WHAT TO WORK ON: Set out the rows below as a Markdown table with the columns "No." and "Text", one line per table row, numbered in order. Skip any blank lines and leave the pictures out.

=== RECORD LIST ===

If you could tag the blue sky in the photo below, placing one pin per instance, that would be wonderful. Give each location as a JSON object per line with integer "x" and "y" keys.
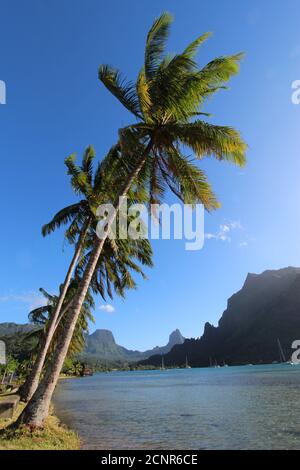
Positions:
{"x": 50, "y": 53}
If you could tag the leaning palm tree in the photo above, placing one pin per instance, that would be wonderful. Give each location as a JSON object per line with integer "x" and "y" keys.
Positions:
{"x": 78, "y": 217}
{"x": 166, "y": 100}
{"x": 42, "y": 316}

===

TASK ANSWER:
| No. | Text |
|---|---|
| 1 | If you could tag the blue sky in the photo below, placing one pin per instance, that would be wonderful. Give each location as a JSON object per line with integer "x" and "y" keys. |
| 2 | Positions: |
| 3 | {"x": 50, "y": 53} |
| 4 | If you could tag the leaning palm tree in the photo above, placing one pin per instance, that would be wonderful. Give each location as a JSON object per line with integer "x" and "y" keys. |
| 5 | Positions: |
| 6 | {"x": 78, "y": 217} |
| 7 | {"x": 166, "y": 100} |
| 8 | {"x": 42, "y": 316} |